Given data:

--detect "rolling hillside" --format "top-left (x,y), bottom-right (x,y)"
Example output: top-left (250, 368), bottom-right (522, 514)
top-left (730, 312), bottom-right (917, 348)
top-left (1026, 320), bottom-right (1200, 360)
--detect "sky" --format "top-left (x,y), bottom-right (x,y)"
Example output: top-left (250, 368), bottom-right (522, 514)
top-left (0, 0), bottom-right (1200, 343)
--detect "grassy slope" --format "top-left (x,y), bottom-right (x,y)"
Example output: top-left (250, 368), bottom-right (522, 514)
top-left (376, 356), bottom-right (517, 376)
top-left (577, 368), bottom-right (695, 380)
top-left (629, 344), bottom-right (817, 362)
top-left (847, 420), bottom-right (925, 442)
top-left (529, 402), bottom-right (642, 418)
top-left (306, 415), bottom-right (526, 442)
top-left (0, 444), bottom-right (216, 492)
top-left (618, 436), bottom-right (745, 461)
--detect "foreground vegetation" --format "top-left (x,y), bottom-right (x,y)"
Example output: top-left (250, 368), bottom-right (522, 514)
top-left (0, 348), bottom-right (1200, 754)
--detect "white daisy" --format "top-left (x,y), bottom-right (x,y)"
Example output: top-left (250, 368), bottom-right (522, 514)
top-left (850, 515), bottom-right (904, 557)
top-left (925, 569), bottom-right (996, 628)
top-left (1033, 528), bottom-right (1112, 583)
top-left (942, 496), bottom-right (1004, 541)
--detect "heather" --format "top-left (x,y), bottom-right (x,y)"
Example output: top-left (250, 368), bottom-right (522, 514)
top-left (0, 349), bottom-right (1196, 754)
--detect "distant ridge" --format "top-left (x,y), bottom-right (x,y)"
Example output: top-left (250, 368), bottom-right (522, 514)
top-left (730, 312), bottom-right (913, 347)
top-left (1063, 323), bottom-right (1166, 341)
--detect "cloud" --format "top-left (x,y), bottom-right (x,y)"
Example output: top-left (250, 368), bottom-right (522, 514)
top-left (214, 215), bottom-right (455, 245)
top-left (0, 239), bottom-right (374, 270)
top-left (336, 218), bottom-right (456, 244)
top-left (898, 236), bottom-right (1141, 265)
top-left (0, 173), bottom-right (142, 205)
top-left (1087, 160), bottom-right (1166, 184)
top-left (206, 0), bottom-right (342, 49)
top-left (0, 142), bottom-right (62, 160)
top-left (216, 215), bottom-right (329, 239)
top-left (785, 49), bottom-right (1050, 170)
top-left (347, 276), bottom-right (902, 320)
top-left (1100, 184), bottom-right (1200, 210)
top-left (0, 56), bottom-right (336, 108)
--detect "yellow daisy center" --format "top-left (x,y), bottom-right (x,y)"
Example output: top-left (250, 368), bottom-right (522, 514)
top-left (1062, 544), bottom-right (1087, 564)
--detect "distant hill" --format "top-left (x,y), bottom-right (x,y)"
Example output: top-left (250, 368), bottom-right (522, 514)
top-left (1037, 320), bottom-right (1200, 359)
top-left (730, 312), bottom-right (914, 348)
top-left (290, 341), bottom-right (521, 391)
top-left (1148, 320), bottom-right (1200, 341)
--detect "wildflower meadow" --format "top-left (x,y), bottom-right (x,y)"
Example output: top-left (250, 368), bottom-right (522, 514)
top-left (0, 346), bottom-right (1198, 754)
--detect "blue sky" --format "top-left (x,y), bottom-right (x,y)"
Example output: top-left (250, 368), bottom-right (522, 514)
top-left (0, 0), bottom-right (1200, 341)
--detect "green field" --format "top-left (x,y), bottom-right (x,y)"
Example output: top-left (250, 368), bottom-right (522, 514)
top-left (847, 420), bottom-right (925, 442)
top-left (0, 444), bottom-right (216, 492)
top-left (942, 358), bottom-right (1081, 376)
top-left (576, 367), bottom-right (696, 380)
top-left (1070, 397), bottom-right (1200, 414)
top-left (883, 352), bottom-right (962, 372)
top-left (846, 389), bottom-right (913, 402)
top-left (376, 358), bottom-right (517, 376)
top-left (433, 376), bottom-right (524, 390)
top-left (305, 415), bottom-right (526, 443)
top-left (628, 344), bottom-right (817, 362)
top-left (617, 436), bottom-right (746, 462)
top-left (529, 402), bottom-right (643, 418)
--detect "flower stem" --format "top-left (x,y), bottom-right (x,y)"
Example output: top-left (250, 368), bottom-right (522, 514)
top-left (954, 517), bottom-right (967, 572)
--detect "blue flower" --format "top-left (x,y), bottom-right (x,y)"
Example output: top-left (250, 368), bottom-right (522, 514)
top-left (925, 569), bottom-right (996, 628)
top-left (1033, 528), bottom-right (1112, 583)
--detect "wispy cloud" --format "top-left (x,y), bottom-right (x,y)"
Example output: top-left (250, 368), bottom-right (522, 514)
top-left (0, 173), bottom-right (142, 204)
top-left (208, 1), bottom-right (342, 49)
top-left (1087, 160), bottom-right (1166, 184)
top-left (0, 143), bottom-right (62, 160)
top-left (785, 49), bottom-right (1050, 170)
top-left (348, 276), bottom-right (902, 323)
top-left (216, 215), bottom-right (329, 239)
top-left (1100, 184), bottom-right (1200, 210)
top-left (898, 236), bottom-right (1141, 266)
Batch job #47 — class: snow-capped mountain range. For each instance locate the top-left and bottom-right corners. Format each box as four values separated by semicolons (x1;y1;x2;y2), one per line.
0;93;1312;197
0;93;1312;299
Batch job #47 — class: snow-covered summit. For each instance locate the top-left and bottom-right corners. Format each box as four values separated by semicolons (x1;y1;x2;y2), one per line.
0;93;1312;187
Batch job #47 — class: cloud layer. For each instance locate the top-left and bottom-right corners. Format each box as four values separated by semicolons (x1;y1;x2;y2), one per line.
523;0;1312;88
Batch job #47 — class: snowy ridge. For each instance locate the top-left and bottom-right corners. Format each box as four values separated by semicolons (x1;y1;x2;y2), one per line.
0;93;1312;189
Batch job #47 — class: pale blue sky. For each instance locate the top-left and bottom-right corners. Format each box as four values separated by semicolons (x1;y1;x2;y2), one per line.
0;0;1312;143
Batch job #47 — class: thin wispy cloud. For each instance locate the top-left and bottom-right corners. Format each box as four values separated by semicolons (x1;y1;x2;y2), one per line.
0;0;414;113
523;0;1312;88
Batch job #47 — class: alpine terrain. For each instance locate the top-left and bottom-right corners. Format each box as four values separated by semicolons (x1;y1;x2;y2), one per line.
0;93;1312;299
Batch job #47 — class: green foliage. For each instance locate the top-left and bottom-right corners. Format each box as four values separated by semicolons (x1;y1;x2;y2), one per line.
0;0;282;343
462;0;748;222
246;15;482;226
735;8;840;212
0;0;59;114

Work instructions: Please update the records above, swapping each "Example output" for "Sample output" and leaving every other part as it is.

The solution:
--detect "rolling hillside" --format "top-left (x,y), bottom-right (x,y)"
Sample output: top-left (250, 368), bottom-right (522, 514)
top-left (730, 312), bottom-right (917, 348)
top-left (1026, 320), bottom-right (1200, 360)
--detect "sky" --format "top-left (x,y), bottom-right (x,y)"
Sample output: top-left (250, 368), bottom-right (522, 514)
top-left (0, 0), bottom-right (1200, 343)
--detect "grassy slope" --format "top-left (x,y), bottom-right (x,y)"
Sample output: top-left (250, 368), bottom-right (522, 514)
top-left (376, 356), bottom-right (517, 376)
top-left (577, 368), bottom-right (695, 380)
top-left (629, 344), bottom-right (817, 362)
top-left (847, 420), bottom-right (925, 442)
top-left (529, 402), bottom-right (642, 418)
top-left (306, 415), bottom-right (526, 442)
top-left (0, 444), bottom-right (216, 492)
top-left (618, 436), bottom-right (745, 461)
--detect "foreground vegetation" --format "top-left (x,y), bottom-right (x,y)"
Sample output: top-left (250, 368), bottom-right (522, 514)
top-left (0, 348), bottom-right (1200, 754)
--detect "white daisy" --format "top-left (x,y), bottom-right (x,y)"
Sample output: top-left (250, 368), bottom-right (522, 514)
top-left (850, 515), bottom-right (904, 557)
top-left (925, 569), bottom-right (996, 628)
top-left (1033, 528), bottom-right (1112, 583)
top-left (942, 496), bottom-right (1004, 541)
--detect "heather" --format "top-left (x,y), bottom-right (x,y)"
Sample output: top-left (250, 368), bottom-right (522, 514)
top-left (0, 349), bottom-right (1196, 754)
--detect "distant ridge" --format "top-left (x,y), bottom-right (x,y)"
Sample output: top-left (250, 368), bottom-right (522, 514)
top-left (730, 312), bottom-right (913, 347)
top-left (1063, 323), bottom-right (1166, 341)
--detect "cloud" --format "top-left (x,y), bottom-right (x,y)"
Sample output: top-left (250, 368), bottom-right (522, 514)
top-left (214, 215), bottom-right (455, 245)
top-left (0, 239), bottom-right (374, 270)
top-left (336, 218), bottom-right (456, 244)
top-left (898, 236), bottom-right (1141, 265)
top-left (0, 173), bottom-right (142, 205)
top-left (1087, 160), bottom-right (1166, 184)
top-left (206, 0), bottom-right (342, 49)
top-left (0, 142), bottom-right (62, 160)
top-left (216, 215), bottom-right (329, 239)
top-left (785, 49), bottom-right (1050, 170)
top-left (347, 276), bottom-right (902, 320)
top-left (1100, 184), bottom-right (1200, 210)
top-left (0, 56), bottom-right (336, 108)
--detect "yellow daisy center" --format "top-left (x,y), bottom-right (x,y)"
Sample output: top-left (250, 368), bottom-right (522, 514)
top-left (1062, 544), bottom-right (1087, 564)
--detect "distant hill" --format "top-left (x,y), bottom-right (x,y)"
Sample output: top-left (250, 368), bottom-right (522, 514)
top-left (1037, 320), bottom-right (1200, 359)
top-left (730, 312), bottom-right (914, 348)
top-left (290, 341), bottom-right (521, 391)
top-left (1148, 320), bottom-right (1200, 341)
--detect "wildflower meadow" --format "top-left (x,y), bottom-right (x,y)"
Sample output: top-left (250, 368), bottom-right (522, 514)
top-left (0, 346), bottom-right (1198, 754)
--detect "blue sky" --format "top-left (x,y), bottom-right (x,y)"
Sample output: top-left (250, 368), bottom-right (522, 514)
top-left (0, 0), bottom-right (1200, 341)
--detect "green field" --format "top-left (x,y), bottom-right (x,y)"
Sample output: top-left (250, 368), bottom-right (522, 514)
top-left (847, 420), bottom-right (925, 442)
top-left (0, 444), bottom-right (216, 492)
top-left (942, 358), bottom-right (1081, 376)
top-left (576, 367), bottom-right (696, 380)
top-left (1070, 397), bottom-right (1200, 414)
top-left (883, 352), bottom-right (962, 372)
top-left (846, 389), bottom-right (913, 402)
top-left (376, 358), bottom-right (517, 376)
top-left (433, 376), bottom-right (524, 390)
top-left (305, 415), bottom-right (526, 443)
top-left (628, 344), bottom-right (817, 362)
top-left (617, 436), bottom-right (746, 462)
top-left (529, 402), bottom-right (643, 418)
--detect "flower stem" --format "top-left (x,y), bottom-right (x,y)"
Sample output: top-left (250, 368), bottom-right (522, 514)
top-left (954, 517), bottom-right (967, 572)
--detect "blue flower" --format "top-left (x,y), bottom-right (x,y)"
Sample output: top-left (250, 368), bottom-right (522, 514)
top-left (925, 569), bottom-right (996, 628)
top-left (1033, 528), bottom-right (1112, 583)
--detect "wispy cloud" --format "top-left (x,y), bottom-right (x,y)"
Sample output: top-left (250, 368), bottom-right (522, 514)
top-left (0, 173), bottom-right (142, 204)
top-left (208, 1), bottom-right (342, 49)
top-left (1087, 160), bottom-right (1166, 184)
top-left (0, 143), bottom-right (62, 160)
top-left (785, 49), bottom-right (1050, 170)
top-left (348, 276), bottom-right (902, 323)
top-left (216, 215), bottom-right (329, 239)
top-left (1100, 184), bottom-right (1200, 210)
top-left (898, 236), bottom-right (1141, 266)
Batch job #47 — class: snow-capped mountain range. For each instance locate the top-left and bottom-right corners. Format each box as four values separated by semicolons (x1;y1;x2;y2), one per line.
0;93;1312;197
0;93;1312;299
Batch job #47 — class: snow-covered summit. For each instance locate the top-left and bottom-right corners. Format each box as four values separated by semicolons (x1;y1;x2;y2), one per line.
0;93;1312;187
Batch job #47 — class: cloud layer. For each instance locate the top-left and bottom-right corners. Format each box as four values separated by semicolons (x1;y1;x2;y2), one per line.
523;0;1312;88
Batch job #47 — class: snowy ridge. For each instance locate the top-left and bottom-right corners. Format each box as four values separated by semicolons (x1;y1;x2;y2), one per line.
0;93;1312;189
Batch job #47 — class: pale blue sky. For each instance locate the top-left and bottom-right corners. Format each box as four values separated by semicolons (x1;y1;x2;y2), one per line.
0;0;1312;143
Batch job #47 — class: thin wispy cloud. For each instance locate the top-left and bottom-right corners. Format each box as four values separated by semicolons (x1;y1;x2;y2), one per line.
0;0;414;113
523;0;1312;88
Batch job #47 — class: alpine terrain. For each instance locate the top-left and bottom-right corners. Format each box as four values separated by semicolons (x1;y1;x2;y2), one per line.
0;93;1312;299
Batch job #47 — class: green foliage. For each instance locate the top-left and bottom-right corners. Format each box as four values separated by semicolons (x1;y1;x2;y2), one per line.
0;0;282;343
462;0;748;222
246;15;482;226
735;8;840;212
0;0;59;114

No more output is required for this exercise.